--- Task to carry out ---
In the review titled "Here Be Monsters" below, what does the merman say is greatly lacking under the sea?

--- Text provided ---
Here Be Monsters

Witches and Wicked Bodies

an exhibition at the Scottish National Gallery of Modern Art, Edinburgh, July 27–November 3, 2013; and the British Museum, London, September 2014–January 2015
Catalog of the exhibition by Deanna Petherbridge. National Galleries of Scotland, 128 pp., £14.95 (paper)
James Ford Bell Library, University of Minnesota, Minneapolis
A sea monster from the ‘Carta Marina,’ the map of Scandinavia and Iceland produced between 1527 and 1539 by Olaus Magnus, the archbishop of Uppsala, after his exile to Danzig

In “The Tale of ’Abd Allah of the Land and ’Abd Allah of the Sea” from the Arabian Nights, a poor fisherman fails day after day to catch anything but at last, in answer to his ever more desperate prayers, he feels something heavy land in his net. Joyfully, he hauls it up, only to find a merman, who begs for mercy—and for fresh fruit and vegetables, which are greatly lacking under the sea, he tells his captor. He promises that if the fisherman will bring him the produce and then release him back into the water, he’ll return with lavish recompense. ’Abd Allah of the Land doesn’t believe him, but lets him go anyway out of the goodness of his heart.

--- Records provided ---

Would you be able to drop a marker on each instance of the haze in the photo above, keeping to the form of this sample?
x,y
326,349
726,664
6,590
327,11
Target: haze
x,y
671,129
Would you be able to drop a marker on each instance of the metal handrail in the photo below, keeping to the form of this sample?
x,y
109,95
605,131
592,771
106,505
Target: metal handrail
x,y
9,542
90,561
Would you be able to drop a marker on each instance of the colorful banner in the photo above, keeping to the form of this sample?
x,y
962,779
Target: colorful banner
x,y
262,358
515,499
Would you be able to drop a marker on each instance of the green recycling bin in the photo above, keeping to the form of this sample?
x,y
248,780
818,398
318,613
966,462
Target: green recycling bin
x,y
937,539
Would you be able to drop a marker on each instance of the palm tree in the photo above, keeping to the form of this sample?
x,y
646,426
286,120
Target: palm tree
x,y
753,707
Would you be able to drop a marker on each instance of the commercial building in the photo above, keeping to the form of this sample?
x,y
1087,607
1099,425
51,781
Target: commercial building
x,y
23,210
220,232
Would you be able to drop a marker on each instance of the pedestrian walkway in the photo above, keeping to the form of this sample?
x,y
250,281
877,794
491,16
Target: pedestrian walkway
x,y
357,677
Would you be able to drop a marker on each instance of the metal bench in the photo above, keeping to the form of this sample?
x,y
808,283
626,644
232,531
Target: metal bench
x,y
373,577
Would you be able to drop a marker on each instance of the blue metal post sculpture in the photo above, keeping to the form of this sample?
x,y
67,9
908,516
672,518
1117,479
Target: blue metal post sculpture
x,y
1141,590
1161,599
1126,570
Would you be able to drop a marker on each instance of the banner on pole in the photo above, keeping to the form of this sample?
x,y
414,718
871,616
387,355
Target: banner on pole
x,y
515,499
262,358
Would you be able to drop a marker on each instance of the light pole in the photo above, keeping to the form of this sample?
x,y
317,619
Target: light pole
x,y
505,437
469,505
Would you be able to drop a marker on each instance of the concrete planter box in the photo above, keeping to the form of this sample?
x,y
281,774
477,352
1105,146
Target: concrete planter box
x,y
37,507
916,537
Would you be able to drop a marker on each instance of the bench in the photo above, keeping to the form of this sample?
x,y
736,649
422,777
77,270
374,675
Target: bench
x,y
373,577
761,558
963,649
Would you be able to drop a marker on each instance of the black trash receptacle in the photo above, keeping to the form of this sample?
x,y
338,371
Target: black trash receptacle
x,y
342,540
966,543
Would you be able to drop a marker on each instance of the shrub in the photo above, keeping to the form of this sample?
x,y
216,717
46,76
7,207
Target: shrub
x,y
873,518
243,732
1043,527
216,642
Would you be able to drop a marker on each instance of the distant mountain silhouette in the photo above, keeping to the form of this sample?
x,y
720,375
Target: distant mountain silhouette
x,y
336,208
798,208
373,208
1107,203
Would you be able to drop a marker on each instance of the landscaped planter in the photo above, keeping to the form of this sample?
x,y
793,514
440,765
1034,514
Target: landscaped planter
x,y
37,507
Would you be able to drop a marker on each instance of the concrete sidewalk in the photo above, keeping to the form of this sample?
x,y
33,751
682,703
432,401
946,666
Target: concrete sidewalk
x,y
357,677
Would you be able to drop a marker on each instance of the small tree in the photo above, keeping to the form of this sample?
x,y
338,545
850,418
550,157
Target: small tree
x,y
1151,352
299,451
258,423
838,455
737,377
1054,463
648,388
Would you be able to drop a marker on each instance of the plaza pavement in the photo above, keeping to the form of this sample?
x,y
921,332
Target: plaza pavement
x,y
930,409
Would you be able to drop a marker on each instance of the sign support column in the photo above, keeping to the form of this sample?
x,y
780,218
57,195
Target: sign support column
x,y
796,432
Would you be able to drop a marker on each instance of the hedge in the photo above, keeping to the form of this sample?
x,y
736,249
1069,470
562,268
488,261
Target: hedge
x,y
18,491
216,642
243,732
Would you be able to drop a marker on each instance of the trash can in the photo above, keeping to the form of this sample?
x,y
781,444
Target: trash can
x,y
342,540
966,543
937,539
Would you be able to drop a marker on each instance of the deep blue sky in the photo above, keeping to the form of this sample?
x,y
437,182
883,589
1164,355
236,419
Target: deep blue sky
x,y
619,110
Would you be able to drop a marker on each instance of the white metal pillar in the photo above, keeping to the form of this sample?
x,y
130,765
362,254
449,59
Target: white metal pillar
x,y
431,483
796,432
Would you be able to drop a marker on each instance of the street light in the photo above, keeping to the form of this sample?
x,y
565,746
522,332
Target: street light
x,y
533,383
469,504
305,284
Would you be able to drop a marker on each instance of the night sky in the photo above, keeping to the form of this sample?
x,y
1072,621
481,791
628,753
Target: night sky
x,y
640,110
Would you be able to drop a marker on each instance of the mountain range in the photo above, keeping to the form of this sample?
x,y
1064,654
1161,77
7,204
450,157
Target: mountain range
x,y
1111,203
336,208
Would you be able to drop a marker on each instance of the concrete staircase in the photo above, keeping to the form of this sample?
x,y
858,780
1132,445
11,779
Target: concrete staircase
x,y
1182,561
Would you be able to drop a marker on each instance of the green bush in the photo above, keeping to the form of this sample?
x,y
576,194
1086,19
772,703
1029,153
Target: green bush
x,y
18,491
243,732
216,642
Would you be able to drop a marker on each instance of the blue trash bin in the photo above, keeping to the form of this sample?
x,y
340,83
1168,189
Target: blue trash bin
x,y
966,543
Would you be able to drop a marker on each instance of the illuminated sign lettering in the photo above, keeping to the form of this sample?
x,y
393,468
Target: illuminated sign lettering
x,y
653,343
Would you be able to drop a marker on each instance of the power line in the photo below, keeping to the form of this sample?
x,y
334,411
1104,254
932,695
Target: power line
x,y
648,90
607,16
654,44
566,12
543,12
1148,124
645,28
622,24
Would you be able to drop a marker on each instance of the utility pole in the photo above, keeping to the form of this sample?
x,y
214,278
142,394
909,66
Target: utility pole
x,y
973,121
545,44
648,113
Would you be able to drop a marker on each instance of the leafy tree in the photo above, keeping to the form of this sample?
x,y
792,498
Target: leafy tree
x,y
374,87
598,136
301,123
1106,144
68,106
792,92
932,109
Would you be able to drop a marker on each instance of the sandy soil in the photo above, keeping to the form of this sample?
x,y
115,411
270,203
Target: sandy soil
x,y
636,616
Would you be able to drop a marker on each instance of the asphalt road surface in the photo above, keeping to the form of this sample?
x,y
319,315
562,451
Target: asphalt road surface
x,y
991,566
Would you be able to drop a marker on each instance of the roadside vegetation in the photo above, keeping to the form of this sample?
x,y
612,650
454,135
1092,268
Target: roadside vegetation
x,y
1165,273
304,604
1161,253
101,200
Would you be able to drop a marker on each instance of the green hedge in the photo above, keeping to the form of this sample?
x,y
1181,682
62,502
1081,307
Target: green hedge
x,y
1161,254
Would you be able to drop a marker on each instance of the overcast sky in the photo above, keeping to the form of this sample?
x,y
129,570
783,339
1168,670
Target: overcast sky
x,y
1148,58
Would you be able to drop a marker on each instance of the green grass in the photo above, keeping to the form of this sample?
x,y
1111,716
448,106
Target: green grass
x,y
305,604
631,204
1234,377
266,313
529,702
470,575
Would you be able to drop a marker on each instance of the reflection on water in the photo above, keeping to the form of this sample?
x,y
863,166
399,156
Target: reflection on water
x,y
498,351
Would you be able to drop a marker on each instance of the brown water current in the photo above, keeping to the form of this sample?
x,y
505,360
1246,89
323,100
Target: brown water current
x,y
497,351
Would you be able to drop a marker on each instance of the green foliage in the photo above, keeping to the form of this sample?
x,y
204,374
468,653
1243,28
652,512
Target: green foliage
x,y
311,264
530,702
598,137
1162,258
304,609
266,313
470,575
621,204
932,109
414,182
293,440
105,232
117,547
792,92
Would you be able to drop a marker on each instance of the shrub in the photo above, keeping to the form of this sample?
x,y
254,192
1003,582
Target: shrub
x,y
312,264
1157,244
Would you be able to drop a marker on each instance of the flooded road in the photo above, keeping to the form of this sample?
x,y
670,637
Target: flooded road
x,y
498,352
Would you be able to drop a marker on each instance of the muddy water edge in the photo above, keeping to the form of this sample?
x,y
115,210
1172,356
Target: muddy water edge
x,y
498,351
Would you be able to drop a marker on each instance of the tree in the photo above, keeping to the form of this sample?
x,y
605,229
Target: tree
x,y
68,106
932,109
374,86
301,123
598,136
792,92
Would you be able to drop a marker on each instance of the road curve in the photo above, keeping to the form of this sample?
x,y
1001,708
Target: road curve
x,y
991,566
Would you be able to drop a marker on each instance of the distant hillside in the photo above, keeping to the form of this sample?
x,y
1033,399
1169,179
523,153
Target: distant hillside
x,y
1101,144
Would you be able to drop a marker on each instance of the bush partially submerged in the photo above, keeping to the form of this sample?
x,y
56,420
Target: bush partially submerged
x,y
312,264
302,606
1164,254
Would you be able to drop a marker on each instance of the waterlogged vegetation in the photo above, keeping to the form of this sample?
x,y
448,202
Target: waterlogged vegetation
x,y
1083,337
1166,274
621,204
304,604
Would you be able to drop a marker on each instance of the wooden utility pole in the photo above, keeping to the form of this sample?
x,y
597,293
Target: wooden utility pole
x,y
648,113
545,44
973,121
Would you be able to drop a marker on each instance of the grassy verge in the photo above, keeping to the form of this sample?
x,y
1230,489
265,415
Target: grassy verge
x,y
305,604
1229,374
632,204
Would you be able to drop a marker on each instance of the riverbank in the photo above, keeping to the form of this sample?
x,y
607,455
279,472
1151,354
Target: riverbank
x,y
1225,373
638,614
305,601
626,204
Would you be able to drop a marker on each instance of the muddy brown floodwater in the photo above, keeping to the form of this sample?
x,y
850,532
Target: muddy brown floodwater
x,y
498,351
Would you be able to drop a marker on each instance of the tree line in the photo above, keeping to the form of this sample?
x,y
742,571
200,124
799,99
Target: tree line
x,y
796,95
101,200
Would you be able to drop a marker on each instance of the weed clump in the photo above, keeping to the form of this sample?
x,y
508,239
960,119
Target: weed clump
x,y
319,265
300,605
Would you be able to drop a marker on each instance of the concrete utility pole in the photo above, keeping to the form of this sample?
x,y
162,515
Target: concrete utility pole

--- Output below ---
Fresh fruit and vegetables.